Starting at the top of the records below, write out each line exactly as it stands, stopping after the line with "positive clicks: (378, 62)"; exclude the pictures.

******

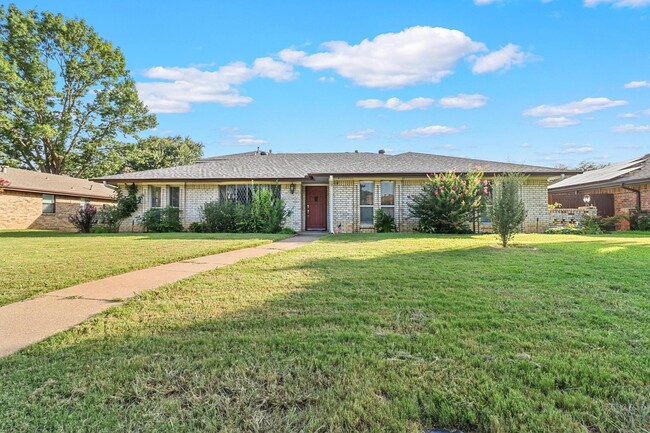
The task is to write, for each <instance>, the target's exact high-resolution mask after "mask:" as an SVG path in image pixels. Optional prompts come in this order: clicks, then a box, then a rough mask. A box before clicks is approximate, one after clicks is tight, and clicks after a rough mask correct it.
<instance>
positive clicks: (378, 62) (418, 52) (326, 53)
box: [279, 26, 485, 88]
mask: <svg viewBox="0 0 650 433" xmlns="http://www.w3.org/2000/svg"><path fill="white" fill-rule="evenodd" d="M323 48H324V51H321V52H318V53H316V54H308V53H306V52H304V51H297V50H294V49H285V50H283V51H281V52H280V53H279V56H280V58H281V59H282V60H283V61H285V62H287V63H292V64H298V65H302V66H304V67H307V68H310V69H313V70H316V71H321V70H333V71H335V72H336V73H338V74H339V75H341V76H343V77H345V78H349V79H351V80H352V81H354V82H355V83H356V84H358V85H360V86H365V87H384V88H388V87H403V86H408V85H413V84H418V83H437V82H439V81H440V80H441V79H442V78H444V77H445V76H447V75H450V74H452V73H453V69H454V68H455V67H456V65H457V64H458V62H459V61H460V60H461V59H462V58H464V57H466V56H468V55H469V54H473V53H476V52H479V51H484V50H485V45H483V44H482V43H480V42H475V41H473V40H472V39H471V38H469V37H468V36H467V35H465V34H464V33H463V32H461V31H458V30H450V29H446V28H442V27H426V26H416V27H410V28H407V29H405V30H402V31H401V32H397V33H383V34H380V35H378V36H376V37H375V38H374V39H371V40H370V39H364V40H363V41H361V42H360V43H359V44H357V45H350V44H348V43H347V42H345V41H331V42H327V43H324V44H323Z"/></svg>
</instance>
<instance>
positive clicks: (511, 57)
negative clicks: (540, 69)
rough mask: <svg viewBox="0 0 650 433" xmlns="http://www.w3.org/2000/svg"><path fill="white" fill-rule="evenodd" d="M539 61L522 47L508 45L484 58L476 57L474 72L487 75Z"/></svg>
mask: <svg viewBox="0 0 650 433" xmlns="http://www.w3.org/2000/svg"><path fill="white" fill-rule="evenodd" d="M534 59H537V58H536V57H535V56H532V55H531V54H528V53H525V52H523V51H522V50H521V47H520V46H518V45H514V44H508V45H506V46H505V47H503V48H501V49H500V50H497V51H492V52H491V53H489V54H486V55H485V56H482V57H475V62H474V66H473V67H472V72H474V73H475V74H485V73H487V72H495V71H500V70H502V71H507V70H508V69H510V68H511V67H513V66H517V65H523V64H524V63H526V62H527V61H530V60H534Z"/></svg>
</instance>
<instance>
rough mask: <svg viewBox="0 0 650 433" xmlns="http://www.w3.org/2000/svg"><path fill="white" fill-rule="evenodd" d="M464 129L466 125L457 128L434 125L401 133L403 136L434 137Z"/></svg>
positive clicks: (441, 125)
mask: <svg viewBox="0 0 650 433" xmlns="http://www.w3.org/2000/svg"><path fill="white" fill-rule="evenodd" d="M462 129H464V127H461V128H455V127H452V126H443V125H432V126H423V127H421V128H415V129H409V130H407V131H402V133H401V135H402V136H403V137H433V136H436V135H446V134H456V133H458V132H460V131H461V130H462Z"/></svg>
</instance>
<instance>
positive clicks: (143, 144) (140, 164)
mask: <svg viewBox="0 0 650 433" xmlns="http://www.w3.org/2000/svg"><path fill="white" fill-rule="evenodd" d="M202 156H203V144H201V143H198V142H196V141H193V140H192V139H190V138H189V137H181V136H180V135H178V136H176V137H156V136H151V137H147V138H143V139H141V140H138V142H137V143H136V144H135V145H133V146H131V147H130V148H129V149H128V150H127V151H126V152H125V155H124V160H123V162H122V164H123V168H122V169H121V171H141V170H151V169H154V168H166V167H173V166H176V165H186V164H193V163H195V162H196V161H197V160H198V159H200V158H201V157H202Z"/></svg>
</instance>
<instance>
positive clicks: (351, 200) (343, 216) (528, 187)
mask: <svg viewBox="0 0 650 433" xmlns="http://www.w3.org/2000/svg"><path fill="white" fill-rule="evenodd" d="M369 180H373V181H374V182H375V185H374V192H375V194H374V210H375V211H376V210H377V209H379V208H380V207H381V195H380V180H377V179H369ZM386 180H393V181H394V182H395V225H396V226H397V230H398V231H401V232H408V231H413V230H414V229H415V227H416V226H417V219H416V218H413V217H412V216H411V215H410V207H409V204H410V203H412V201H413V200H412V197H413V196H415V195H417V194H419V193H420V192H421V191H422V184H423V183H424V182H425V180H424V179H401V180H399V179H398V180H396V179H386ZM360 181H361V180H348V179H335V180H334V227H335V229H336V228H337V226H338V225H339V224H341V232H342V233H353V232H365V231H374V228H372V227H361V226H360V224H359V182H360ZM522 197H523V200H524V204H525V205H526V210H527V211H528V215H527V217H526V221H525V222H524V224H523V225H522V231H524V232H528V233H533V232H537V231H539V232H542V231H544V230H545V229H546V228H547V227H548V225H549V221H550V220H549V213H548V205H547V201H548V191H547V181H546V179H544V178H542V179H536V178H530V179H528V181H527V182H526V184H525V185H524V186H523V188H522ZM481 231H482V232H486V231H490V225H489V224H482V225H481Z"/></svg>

******

* Worked solution *
The task is to write, for each <instance>, the target's exact high-resolution mask after "mask:" as an SVG path in image pixels. Optional prompts come in this order: clicks, then a box, then a rough mask. A box before clicks is approximate, one after clicks is tight, and clicks after a rough mask correct it.
<instance>
positive clicks: (378, 62) (418, 52) (326, 53)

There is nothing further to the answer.